**EXERCICES:**
[a] D'après l'article sur la manifestation des médecins, combien de manifestants étaient présents à Marseille ?
[b] Recopiez sans rien changer le passage de l'article sur la manifestation des médecins qui va de « Article rédigé par » à « ou encore Toulouse. ».

**TEXTE SUPPORT:**

================================

France Info : "Toute la France est un désert médical" : dans le cortège parisien, les étudiants en médecine dénoncent la régulation des installations
Médecins et étudiants ont manifesté mardi contre cette proposition de loi qui encadre leur liberté d’installation pour lutter contre les déserts médicaux. Ils dénoncent une mesure injuste, et ne veulent pas non plus être contraints à faire des consultations "de solidarité" dans les déserts médicaux, comme le propose le gouvernement.
Article rédigé par franceinfo Radio France
Publié le 29/04/2025
Les médecins ont manifesté, mardi 29 avril, partout en France pour s’opposer à la proposition de loi Garot qui vise à réguler l’installation des nouveaux médecins pour lutter contrer la désertification médicale. Ils étaient 1 600 à Marseille mais étaient également mobilisés à Paris, Lille, Lyon ou encore Toulouse.
À Paris, le rendez-vous était donné à 14h. Toutes les organisations sont venues épauler les jeunes médecins, les plus concernés par ce projet porté par plusieurs partis politiques. "Vocation n’est pas soumission", "Notre vie est déjà un sketch, pas besoin d’en faire un gag", "Médecins suicidaires, patients au cimetière", pouvait-on lire sur des pancartes brandies dans la capitale par les manifestants, pour la plupart en blouse blanche. "On ne va pas laisser les députés nous dire ce que l’on doit faire ou ne pas faire", déclare au micro le président de l’association des étudiants en médecine, très remonté contre la proposition de loi. Dans le cortège, la moyenne d’âge ne dépasse pas 30 ans.

================================

Enregistrements issus d'une source de données
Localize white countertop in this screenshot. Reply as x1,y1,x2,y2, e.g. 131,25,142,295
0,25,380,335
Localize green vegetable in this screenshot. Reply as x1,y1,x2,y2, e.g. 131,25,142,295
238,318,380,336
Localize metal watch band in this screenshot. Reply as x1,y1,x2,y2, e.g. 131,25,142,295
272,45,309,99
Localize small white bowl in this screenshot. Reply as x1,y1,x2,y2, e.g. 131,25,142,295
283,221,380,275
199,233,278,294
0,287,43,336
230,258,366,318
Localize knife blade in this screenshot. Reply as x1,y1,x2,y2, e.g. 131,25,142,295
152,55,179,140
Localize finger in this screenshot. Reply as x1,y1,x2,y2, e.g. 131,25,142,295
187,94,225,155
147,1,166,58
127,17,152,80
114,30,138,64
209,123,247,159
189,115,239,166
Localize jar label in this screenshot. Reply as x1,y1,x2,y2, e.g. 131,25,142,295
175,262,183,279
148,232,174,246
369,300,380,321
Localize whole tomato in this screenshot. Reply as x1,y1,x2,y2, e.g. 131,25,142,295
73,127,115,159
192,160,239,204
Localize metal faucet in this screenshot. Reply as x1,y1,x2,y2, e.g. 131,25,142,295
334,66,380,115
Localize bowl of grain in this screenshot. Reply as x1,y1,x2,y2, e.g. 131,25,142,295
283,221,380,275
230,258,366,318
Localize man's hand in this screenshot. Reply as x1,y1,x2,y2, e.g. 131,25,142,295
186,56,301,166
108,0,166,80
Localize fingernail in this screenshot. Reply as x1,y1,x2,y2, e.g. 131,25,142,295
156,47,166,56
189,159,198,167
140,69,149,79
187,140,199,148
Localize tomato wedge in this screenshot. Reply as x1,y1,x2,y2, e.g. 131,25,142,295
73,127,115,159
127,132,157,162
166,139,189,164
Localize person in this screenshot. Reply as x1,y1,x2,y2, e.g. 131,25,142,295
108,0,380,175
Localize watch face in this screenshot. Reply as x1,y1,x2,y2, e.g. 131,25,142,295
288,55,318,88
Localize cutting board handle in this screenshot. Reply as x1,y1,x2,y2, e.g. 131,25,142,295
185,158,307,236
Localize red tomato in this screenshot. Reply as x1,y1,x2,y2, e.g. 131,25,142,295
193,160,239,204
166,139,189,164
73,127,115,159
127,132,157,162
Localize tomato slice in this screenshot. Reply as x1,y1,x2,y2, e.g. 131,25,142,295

================================

**RÉPONSES RÉDIGÉES:**
[a] Ils étaient 1 600.

[b]
Article rédigé par franceinfo Radio France
Publié le 29/04/2025
Les médecins ont manifesté, mardi 29 avril, partout en France pour s’opposer à la proposition de loi Garot qui vise à réguler l’installation des nouveaux médecins pour lutter contrer la désertification médicale. Ils étaient 1 600 à Marseille mais étaient également mobilisés à Paris, Lille, Lyon ou encore Toulouse.